Written exercise: Retype, without changes, the part of the transcript on Moses and Joshua that begins with the words "Geoffrey Stern 16:39" and ends with "seven odd verses.".

Document text:
------------------------------------------------

Geoffrey Stern 15:40
Well, I mean, I do think, again, the emphasis is not on Joshua. But I think he almost becomes a foil. Joshua is the next one. And if anything, the Bible is emphasizing more the “you” in Joshua, we all have commented before that Deuteronomy is written in a different voice. But as Rashi picks up on it says, twice, you shall apportion it to them, You shall go with them. It’s you, I think, to exclude Moses, it really is the fall, the winter of Moses’, his life. And it’s all about transition here, which I find so, so fascinating.
Adam Mintz 16:32
And how kale is true, is transition, because that’s how you transition back to the six normal years.
Geoffrey Stern 16:39
I think so. And you know, the last verse, In this literary piece that we read, is the ultimate transition. Not only do you gather the people, the men and the children, but their children too, who have not had the experience shall hear and learn to deliver your God, as long as they live in the land. This is talking into the future as well. It’s a kind of a gift of this transition. But it definitely seems to me to be a very profound sense of transitioning from generation to generation, from time, from life to death to life again, all at the same time in the midst of seven odd verses.
Adam Mintz 17:27
I think that’s right. I think that’s great. I mean, in this little chapter you have you have all about transition. And let’s just talk for a minute. What do you think it was like for Moshe, this transition? I mean, this is an unfulfilled dream promotion, for us to say transition. What about if you’re the one who doesn’t go into the the promised land?
Geoffrey Stern 17:50
Yeah. And of course, we’ve, we’ve discussed this before, you know, we quote Perkei Avot that says, It’s not yours to finish לֹא עָלֶיךָ הַמְּלָאכָה לִגְמֹר, and all of that good stuff, no question. It is something that is a bittersweet moment for him. And I say bittersweet, because a successful leader creates a new generation of leadership. And that has to be satisfying to him, it has to be satisfying to him, that the God that, worked with him was going to work with the generation ahead. So I do think if anything, comes through in these verses, its ambiguity. There’s, gotta be this sense of continuity, and there’s got to be this sense of disruption of happiness and sadness, sweetness, and in bitterness.
Adam Mintz 18:50
I mean, I think that’s right. And I think that that’s really a nice way to look at it from your perspective, to say that this is a transition and at least if I’m not going to do it, but the guy who’s doing it is a good guy, right? Is someone who like trust.

------------------------------------------------

Information shown:
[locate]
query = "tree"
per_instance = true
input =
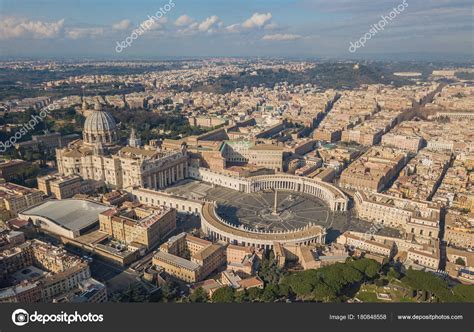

------------------------------------------------

Reply to the exercise:
Geoffrey Stern 16:39
I think so. And you know, the last verse, In this literary piece that we read, is the ultimate transition. Not only do you gather the people, the men and the children, but their children too, who have not had the experience shall hear and learn to deliver your God, as long as they live in the land. This is talking into the future as well. It’s a kind of a gift of this transition. But it definitely seems to me to be a very profound sense of transitioning from generation to generation, from time, from life to death to life again, all at the same time in the midst of seven odd verses.